**DATA LISTING:**
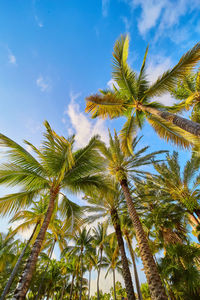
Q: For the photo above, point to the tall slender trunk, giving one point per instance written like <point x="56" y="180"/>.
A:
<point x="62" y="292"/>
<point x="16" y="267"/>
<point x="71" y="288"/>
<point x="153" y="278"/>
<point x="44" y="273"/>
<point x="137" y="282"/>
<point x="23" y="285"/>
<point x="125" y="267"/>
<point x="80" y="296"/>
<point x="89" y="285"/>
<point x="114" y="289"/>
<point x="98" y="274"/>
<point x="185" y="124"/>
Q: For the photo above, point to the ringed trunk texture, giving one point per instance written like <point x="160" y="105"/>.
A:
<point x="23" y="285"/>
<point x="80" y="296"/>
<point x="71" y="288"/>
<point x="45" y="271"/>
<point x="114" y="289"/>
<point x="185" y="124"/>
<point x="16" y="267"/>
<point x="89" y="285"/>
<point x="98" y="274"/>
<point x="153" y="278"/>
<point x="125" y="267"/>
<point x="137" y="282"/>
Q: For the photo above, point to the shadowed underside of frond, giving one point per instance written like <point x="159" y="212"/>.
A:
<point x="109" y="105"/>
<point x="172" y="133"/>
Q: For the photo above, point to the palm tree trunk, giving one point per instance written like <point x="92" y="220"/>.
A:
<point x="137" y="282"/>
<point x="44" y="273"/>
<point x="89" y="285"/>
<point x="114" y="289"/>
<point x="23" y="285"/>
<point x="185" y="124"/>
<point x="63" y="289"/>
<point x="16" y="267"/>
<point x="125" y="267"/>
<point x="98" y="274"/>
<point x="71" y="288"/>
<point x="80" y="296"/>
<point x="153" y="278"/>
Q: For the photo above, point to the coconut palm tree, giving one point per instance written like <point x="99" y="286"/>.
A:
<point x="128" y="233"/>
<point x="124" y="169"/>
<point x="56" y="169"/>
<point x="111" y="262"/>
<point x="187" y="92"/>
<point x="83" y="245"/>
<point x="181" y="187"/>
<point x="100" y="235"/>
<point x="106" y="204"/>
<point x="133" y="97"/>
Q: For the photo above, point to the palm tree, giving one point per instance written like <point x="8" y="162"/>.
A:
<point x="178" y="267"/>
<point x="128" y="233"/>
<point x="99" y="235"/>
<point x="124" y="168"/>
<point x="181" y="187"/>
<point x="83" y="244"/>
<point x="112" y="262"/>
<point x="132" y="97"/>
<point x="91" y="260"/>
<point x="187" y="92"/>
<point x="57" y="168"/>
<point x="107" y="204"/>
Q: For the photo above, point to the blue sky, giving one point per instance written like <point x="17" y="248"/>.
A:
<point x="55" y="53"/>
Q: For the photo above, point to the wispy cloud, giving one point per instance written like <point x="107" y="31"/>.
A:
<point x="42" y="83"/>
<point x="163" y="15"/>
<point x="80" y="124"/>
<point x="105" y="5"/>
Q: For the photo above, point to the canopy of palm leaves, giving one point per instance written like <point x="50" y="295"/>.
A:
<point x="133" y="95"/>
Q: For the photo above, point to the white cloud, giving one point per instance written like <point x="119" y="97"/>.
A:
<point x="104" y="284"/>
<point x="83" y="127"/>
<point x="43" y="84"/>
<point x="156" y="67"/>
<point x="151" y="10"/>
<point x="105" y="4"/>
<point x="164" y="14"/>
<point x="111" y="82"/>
--
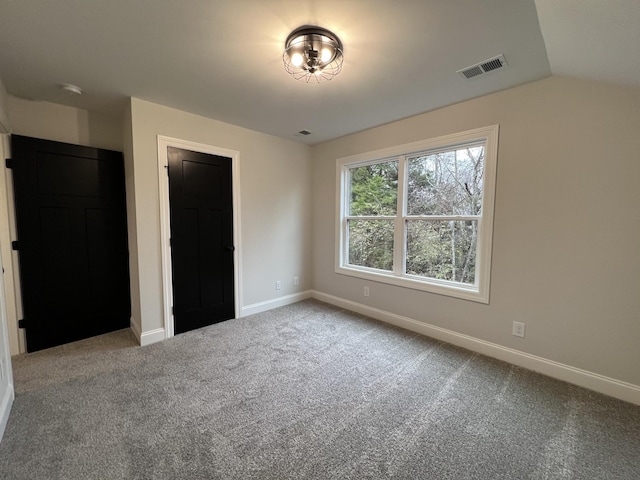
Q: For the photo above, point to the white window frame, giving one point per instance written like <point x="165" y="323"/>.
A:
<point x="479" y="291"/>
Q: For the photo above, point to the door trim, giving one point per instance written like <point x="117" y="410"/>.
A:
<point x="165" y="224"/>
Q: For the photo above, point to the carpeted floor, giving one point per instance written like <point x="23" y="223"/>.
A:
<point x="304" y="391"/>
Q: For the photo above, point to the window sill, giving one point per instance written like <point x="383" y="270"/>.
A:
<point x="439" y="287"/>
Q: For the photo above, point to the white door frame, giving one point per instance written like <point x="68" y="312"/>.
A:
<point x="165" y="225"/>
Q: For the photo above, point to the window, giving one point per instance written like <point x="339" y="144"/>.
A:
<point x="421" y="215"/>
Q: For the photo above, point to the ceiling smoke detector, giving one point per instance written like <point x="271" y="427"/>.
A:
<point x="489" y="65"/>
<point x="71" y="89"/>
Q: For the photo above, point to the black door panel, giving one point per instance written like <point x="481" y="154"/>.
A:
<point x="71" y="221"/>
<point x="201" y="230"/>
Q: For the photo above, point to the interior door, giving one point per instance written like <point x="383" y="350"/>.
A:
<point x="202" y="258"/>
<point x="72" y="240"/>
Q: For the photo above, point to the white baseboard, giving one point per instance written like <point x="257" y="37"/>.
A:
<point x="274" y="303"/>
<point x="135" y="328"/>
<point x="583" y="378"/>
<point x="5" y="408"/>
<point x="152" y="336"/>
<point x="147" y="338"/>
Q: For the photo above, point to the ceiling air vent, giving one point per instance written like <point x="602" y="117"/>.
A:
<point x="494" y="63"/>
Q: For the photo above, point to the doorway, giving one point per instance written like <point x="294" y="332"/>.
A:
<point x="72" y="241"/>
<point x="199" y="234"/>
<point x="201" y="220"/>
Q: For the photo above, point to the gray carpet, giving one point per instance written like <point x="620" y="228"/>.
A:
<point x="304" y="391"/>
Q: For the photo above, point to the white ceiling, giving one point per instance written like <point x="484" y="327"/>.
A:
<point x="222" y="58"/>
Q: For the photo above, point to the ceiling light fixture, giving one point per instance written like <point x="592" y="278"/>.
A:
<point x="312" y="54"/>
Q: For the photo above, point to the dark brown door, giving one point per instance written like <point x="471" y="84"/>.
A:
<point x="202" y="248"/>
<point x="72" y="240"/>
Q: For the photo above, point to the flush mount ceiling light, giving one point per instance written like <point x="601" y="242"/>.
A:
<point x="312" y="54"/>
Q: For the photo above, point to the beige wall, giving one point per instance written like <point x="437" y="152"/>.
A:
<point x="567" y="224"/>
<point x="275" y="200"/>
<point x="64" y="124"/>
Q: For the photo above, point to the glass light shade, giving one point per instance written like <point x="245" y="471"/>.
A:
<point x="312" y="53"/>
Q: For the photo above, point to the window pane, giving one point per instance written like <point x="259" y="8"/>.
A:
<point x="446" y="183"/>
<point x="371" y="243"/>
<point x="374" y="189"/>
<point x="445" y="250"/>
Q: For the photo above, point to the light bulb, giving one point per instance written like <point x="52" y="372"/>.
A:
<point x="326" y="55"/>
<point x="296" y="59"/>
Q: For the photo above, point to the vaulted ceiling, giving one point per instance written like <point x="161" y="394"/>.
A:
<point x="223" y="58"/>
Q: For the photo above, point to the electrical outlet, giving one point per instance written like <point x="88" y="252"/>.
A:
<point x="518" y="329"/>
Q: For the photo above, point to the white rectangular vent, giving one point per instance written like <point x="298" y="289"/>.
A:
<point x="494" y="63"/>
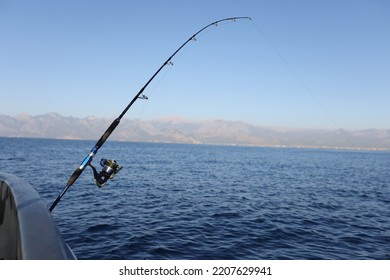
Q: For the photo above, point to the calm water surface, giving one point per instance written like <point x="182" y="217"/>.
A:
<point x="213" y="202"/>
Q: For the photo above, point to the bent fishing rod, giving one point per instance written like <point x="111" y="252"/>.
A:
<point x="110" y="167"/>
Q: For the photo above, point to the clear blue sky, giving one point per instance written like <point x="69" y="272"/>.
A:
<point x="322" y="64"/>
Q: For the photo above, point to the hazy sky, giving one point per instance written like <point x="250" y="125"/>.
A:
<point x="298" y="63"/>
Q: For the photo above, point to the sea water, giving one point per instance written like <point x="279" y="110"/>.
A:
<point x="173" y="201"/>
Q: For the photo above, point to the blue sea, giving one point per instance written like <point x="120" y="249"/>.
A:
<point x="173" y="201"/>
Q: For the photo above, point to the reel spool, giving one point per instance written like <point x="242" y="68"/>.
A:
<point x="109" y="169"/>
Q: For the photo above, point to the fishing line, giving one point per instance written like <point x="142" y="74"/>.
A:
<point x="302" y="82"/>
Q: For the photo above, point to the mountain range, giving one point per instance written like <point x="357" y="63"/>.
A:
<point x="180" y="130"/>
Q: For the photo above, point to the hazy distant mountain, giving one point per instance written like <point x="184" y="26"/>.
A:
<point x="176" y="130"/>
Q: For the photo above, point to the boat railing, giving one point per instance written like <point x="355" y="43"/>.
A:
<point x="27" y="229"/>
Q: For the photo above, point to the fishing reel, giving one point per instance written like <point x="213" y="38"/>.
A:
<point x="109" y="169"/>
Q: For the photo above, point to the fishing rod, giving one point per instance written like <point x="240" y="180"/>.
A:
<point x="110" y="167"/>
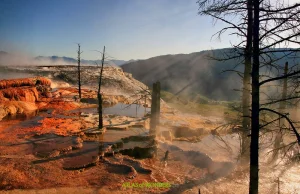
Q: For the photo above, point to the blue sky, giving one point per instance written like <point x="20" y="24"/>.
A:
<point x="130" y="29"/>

**WHAT IS NEEDED:** Retype, in the same exact form, the lines of the material above from the line holding "Q: For the photo above, point to the shadowed" through the line holding "tree trunk, giving".

**REPLY TO THE EXERCISE:**
Q: For the photo above, point to the shadowed underside of frond, giving one point per instance written like <point x="159" y="212"/>.
A:
<point x="109" y="105"/>
<point x="172" y="133"/>
Q: For the photo above, point to the palm tree trunk, giving one point per instance written like <point x="92" y="220"/>.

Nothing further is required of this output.